Task — Copy the data below verbatim, leaving no line out.

[Dataset content]

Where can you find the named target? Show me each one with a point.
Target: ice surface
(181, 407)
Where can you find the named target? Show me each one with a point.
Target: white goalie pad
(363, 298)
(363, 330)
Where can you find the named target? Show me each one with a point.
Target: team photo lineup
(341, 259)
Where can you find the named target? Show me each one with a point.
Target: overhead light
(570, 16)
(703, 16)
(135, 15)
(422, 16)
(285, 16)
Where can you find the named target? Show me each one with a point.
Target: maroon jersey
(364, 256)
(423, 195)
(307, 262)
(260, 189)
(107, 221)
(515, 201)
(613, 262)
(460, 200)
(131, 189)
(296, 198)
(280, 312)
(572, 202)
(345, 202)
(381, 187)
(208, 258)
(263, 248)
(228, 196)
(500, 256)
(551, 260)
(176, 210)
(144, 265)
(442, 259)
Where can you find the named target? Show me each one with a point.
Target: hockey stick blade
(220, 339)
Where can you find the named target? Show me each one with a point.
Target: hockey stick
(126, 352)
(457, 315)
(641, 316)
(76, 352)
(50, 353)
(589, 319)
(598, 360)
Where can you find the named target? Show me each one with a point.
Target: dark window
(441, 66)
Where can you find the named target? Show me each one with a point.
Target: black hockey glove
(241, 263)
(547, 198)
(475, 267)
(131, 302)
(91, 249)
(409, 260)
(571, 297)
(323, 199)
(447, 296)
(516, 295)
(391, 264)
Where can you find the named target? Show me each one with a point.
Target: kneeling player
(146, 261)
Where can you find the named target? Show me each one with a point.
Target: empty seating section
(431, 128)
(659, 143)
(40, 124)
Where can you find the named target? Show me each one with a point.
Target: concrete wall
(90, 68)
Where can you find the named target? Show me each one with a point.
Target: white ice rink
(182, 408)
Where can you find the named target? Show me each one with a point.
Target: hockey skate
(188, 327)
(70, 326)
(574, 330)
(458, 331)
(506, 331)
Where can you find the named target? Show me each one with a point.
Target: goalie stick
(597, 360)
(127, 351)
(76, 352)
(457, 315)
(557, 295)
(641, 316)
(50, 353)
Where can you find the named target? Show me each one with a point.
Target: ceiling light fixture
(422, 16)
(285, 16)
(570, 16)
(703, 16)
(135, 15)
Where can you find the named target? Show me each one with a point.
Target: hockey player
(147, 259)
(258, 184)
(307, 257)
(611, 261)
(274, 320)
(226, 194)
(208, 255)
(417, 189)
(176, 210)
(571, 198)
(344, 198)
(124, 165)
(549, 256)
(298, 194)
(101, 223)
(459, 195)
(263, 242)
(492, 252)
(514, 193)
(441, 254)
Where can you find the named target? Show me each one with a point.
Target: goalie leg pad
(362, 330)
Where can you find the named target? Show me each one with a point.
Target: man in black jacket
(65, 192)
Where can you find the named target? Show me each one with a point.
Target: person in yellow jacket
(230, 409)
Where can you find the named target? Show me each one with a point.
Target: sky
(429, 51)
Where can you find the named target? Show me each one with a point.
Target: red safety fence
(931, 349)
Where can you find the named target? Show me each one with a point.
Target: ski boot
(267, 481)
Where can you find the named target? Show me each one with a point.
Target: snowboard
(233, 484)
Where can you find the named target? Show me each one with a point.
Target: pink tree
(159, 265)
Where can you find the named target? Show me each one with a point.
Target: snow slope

[/Dataset content]

Answer —
Where can you find the named target? Show me each one with a point.
Target: ice surface
(181, 407)
Where can you find the named target? Show me each one with a point.
Target: white goalie pad
(363, 298)
(363, 330)
Where can you find the named target? Show me each one with a point.
Target: team photo lineup
(341, 259)
Where can you find the named target? Show me each one with a point.
Target: overhead light
(570, 16)
(703, 16)
(135, 15)
(422, 16)
(285, 16)
Where can you find the named target? Show me each one with a point.
Target: maroon jersey
(364, 256)
(423, 195)
(307, 262)
(260, 189)
(107, 221)
(515, 201)
(613, 262)
(460, 200)
(131, 189)
(296, 198)
(280, 312)
(572, 202)
(345, 202)
(381, 187)
(208, 258)
(263, 248)
(228, 196)
(500, 256)
(551, 260)
(176, 210)
(144, 265)
(442, 259)
Where can you find the named target? Show me each one with a point.
Target: hockey stick blade
(220, 339)
Where can you find the named target? Show me each one with a point.
Target: hockey stick
(126, 352)
(457, 315)
(641, 316)
(76, 352)
(50, 353)
(589, 319)
(598, 360)
Where can you find the named target? Show me each one with a point.
Target: dark window
(441, 66)
Where can you find the named target? Show me each one with a point.
Target: black hockey glove
(241, 263)
(547, 198)
(475, 267)
(131, 302)
(91, 249)
(409, 260)
(571, 297)
(323, 199)
(447, 296)
(516, 295)
(391, 264)
Where can you find the named target? Show me each one with a point.
Target: kneeling player
(146, 261)
Where can you find the named target? Show me each one with a point.
Target: empty seating section
(431, 128)
(659, 143)
(40, 124)
Where can you find the named target? Show me each one with a point.
Target: concrete wall
(90, 68)
Where can you find the named target? Show me each one with a point.
Target: white ice rink
(182, 408)
Where can you find the named target? Show me each one with a point.
Target: hockey skate
(188, 327)
(70, 326)
(574, 330)
(458, 331)
(506, 331)
Where can you find the named target? Show me each one with a point.
Target: goalie stick
(597, 360)
(127, 351)
(76, 352)
(457, 315)
(557, 295)
(641, 316)
(50, 353)
Where can you find the named target? Show me each one with a point.
Target: ceiling light fixture
(422, 16)
(285, 16)
(570, 16)
(703, 16)
(135, 15)
Where can you find the named target? Show me each one with a point.
Target: hockey player
(147, 259)
(258, 184)
(307, 257)
(611, 261)
(274, 320)
(226, 194)
(208, 255)
(417, 189)
(176, 210)
(571, 198)
(344, 198)
(124, 165)
(549, 256)
(298, 194)
(101, 223)
(459, 195)
(263, 242)
(492, 252)
(514, 193)
(441, 254)
Where can you find the named target? Show me each one with a point.
Target: goalie leg pad
(362, 330)
Where can you find the named target? Show me each one with a point.
Target: man in black jacket
(65, 192)
Where can you find the named target? Show me each one with a point.
Target: person in yellow jacket
(230, 409)
Where can you find the named target? Show me each one with a point.
Target: sky
(429, 51)
Where can you find the named target? Show me each one with a point.
Target: red safety fence
(931, 349)
Where can you find the named target? Show me each one with a point.
Target: ski boot
(267, 481)
Where can you find the named target? Show me each one with a point.
Target: snowboard
(233, 484)
Where can you find the named target? Show me each one with a point.
Target: pink tree
(159, 265)
Where can you find the named target? Show me each one with a point.
Target: snow slope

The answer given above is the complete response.